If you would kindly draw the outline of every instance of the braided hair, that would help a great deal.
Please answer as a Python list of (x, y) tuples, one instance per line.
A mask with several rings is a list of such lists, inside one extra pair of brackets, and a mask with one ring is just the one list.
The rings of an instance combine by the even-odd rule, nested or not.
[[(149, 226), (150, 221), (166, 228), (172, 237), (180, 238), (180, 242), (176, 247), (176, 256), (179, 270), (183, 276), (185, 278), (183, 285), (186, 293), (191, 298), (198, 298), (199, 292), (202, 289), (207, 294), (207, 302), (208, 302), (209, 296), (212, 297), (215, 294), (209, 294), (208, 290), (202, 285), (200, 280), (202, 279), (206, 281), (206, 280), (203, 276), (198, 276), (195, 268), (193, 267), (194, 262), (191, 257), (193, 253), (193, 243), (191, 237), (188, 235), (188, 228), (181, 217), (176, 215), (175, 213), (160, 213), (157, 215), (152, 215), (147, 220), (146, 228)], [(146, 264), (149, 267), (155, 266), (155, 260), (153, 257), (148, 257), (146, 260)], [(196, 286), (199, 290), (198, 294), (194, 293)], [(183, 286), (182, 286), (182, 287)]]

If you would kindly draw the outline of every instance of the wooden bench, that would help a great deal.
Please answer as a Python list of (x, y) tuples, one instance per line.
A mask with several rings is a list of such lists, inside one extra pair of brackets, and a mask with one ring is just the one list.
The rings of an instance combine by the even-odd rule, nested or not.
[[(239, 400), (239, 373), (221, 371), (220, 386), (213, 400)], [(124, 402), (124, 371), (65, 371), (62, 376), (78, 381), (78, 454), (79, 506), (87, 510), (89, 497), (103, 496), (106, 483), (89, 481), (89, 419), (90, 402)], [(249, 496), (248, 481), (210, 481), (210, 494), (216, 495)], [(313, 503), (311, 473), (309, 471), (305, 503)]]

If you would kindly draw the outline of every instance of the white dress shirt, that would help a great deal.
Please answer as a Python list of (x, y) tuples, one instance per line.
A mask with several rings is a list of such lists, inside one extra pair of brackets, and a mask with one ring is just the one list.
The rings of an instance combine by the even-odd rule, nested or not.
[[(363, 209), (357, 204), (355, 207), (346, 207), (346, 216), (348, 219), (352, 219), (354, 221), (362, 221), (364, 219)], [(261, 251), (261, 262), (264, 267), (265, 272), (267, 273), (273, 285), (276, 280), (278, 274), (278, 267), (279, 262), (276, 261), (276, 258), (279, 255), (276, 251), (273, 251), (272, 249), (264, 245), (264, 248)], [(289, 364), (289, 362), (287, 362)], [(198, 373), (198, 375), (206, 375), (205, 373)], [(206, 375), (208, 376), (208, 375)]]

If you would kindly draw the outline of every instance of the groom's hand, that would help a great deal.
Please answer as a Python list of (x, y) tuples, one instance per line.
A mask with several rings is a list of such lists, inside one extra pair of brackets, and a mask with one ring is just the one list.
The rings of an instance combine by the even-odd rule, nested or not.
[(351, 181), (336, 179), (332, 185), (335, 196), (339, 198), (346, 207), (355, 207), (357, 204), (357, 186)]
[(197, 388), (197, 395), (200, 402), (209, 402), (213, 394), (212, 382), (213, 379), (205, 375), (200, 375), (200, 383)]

- Exercise prompt: Arrange every line of the records above as a JSON list of strings, with one string per line and blank lines omitted.

- Answer for this exercise:
[
  "If you would kindly draw the outline of every instance of the braided hair, that would help a great deal.",
  "Please answer as a Python list of (x, y) tuples, one instance per line.",
  "A mask with several rings is a list of such lists, inside one extra pair of brackets, and a mask with one ring is just the one list.",
  "The rings of an instance combine by the even-odd rule, nested or not.",
  "[[(149, 226), (150, 221), (166, 228), (172, 237), (180, 238), (180, 242), (176, 247), (176, 256), (179, 270), (183, 276), (185, 278), (183, 285), (186, 293), (191, 298), (198, 298), (199, 292), (202, 289), (207, 294), (207, 302), (208, 302), (209, 296), (212, 297), (215, 294), (209, 294), (208, 290), (202, 285), (200, 280), (202, 279), (206, 281), (206, 280), (203, 276), (198, 276), (195, 268), (193, 267), (194, 262), (191, 257), (193, 253), (193, 243), (191, 237), (188, 235), (188, 228), (181, 217), (176, 215), (175, 213), (160, 213), (157, 215), (152, 215), (147, 220), (146, 228)], [(146, 264), (149, 267), (155, 266), (155, 260), (153, 257), (148, 257), (146, 260)], [(196, 286), (199, 290), (198, 294), (194, 293)], [(183, 286), (182, 286), (182, 287)]]",
  "If you would kindly draw the outline of every instance of the wooden bench, that would help a great deal.",
  "Please answer as a Python list of (x, y) tuples, one instance per line.",
  "A mask with several rings is a list of such lists, inside one extra pair of brackets, and a mask with one ring is just the one list.",
  "The rings of an instance combine by the even-odd rule, nested or not.",
  "[[(239, 400), (239, 373), (221, 371), (220, 386), (213, 400)], [(124, 402), (124, 371), (65, 371), (62, 376), (78, 381), (78, 454), (79, 506), (87, 510), (89, 497), (103, 496), (106, 483), (89, 481), (89, 419), (90, 402)], [(249, 496), (248, 481), (210, 481), (210, 494), (216, 495)], [(313, 503), (311, 473), (309, 471), (305, 503)]]",
  "If you would kindly draw the outline of every instance of the white dress shirt, that would help a great deal.",
  "Please answer as a Python list of (x, y) tuples, one instance per line.",
  "A mask with several rings is a list of such lists, inside one extra pair of brackets, and a mask with one ring is just the one list.",
  "The rings of an instance combine by the even-odd rule, nested or not.",
  "[[(363, 209), (357, 204), (355, 207), (346, 207), (346, 216), (348, 219), (352, 219), (354, 221), (362, 221), (364, 219)], [(261, 251), (261, 262), (264, 267), (265, 272), (267, 273), (273, 285), (276, 280), (278, 274), (278, 267), (279, 262), (276, 261), (276, 258), (279, 255), (276, 251), (273, 251), (272, 249), (264, 245), (264, 248)], [(289, 364), (289, 362), (287, 362)], [(198, 373), (198, 375), (206, 375), (205, 373)], [(206, 375), (208, 376), (208, 375)]]",
  "If you would kindly draw the outline of every instance of the groom's hand, that would help a great deal.",
  "Please answer as a Python list of (x, y) tuples, one instance per line.",
  "A mask with several rings is a list of such lists, inside one extra pair of brackets, and a mask with one ring is just the one list.",
  "The rings of an instance combine by the even-odd rule, nested or not.",
  "[(351, 181), (336, 179), (332, 185), (335, 196), (339, 198), (346, 207), (355, 207), (357, 204), (357, 186)]",
  "[(197, 388), (197, 395), (200, 402), (209, 402), (213, 394), (212, 382), (213, 379), (205, 375), (200, 375), (200, 383)]"
]